### O que fazer
a - Copie do trecho sobre Carl Sagan a parte que começa em "Uma metáfora, sim, mas" e vai até "crédula ou não.", incluindo essas palavras.
b - Reescreva somente as entradas que vão da linha com "Task: point out every instance of the dog's white" até a última entrada, inclusive. Troque "marker" por "dot" e mantenha todo o resto inalterado.

*** Trecho ***

O sucesso de Sagan se deve não apenas a seu carisma, ou à postura ética que, como figura pública, sempre assumiu e soube vender ao grande público, mas também à imensa objetividade de sua escrita e à clareza de seus programas de tevê. Isso se evidencia, por exemplo, já no subtítulo de um de seus livros mais notórios, O Mundo Assombrado pelos Demônios: "A ciência vista como uma vela no escuro", subscreveu Sagan. Ideia simples, reforçada pela máxima escolhida pelo autor para servir de epígrafe à obra: "É melhor acender uma vela do que praguejar contra a escuridão".

Uma metáfora, sim, mas aberta ao entendimento geral. A vela é a ciência; a escuridão, a ignorância nociva, o preconceito paralisante, o misticismo entorpecedor. Grosso modo, nesse clássico contemporâneo, Sagan nos alerta contra o seguinte perigo: um analfabeto científico — que creia em abduções por extraterrestres, astrologia, curas mágicas, cristais energizados e outros expedientes semelhantes — pode acreditar em qualquer coisa e, assim, ser facilmente enganado e manipulado. Por outro lado, diz o cientista, o equilíbrio e a soma de dois valores aparentemente antagônicos, o ceticismo e a admiração pelo mundo ao nosso redor, podem proporcionar benefícios em larga escala a toda a humanidade, crédula ou não.

O físico carioca Marcelo Gleiser, professor de Astronomia do Dart­mouth College, em New Hamp­shire, e autor de vários livros de divulgação científica para leigos — como A Dança do Universo, O Fim da Terra e do Céu e Criação Imperfeita —, é fã irrestrito de Sagan. "Para mim, ele foi o autor mais importante no seu gênero", afirma Gleiser. "E é também o meu favorito. Na tevê, abriu portas que antes permaneciam fechadas. A série Cosmos (especial em 13 episódios produzido por Sagan para a emissora norte-americana PBS, a partir de 1980) continua sendo a mais vista na história da televisão. E seus textos são excelentes." Gleiser, que, desde 1997, também assina uma coluna sobre ciência na Folha de S. Paulo, é realmente um entusiasta do formato inaugurado por seu mestre na mídia eletrônica. Em 2006, apresentou no programa Fantástico, da TV Globo, o quadro "Poeira das Estrelas", que, abordando a origem da vida e diversos outros assuntos ligados à astronomia, seguia de muito perto a cartilha de Cosmos.

Outro que não perde a oportunidade de celebrar Sagan é o paulista Salvador Nogueira, editor da revista Conhecer — versão brasileira da Knowledge, uma publicação da BBC — e autor de livros como Almanaque Jornada nas Estrelas e Rumo ao Infinito: Passado e Futuro da Aventura Humana no Espaço. "Se eu só pudesse citar uma pessoa, seria, sem dúvida, Carl Sagan", diz o jornalista. "Foi ele quem melhor conseguiu combinar paixão e razão na hora de divulgar a ciência, e, como em todas as atividades humanas, se uma dessas duas partes se perde, o resultado sempre fica aquém".

*** Entradas exibidas ***

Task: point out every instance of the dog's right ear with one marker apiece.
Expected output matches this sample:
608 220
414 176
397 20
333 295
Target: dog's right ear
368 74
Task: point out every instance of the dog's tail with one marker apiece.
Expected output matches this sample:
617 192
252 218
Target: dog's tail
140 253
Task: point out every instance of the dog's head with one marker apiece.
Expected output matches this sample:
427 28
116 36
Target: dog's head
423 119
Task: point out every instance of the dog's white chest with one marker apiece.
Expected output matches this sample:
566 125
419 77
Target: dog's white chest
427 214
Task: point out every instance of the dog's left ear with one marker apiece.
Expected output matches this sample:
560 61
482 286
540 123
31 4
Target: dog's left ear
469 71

***

### As respostas
a -
Uma metáfora, sim, mas aberta ao entendimento geral. A vela é a ciência; a escuridão, a ignorância nociva, o preconceito paralisante, o misticismo entorpecedor. Grosso modo, nesse clássico contemporâneo, Sagan nos alerta contra o seguinte perigo: um analfabeto científico — que creia em abduções por extraterrestres, astrologia, curas mágicas, cristais energizados e outros expedientes semelhantes — pode acreditar em qualquer coisa e, assim, ser facilmente enganado e manipulado. Por outro lado, diz o cientista, o equilíbrio e a soma de dois valores aparentemente antagônicos, o ceticismo e a admiração pelo mundo ao nosso redor, podem proporcionar benefícios em larga escala a toda a humanidade, crédula ou não.

b -
Task: point out every instance of the dog's white chest with one dot apiece.
Expected output matches this sample:
566 125
419 77
Target: dog's white chest
427 214
Task: point out every instance of the dog's left ear with one dot apiece.
Expected output matches this sample:
560 61
482 286
540 123
31 4
Target: dog's left ear
469 71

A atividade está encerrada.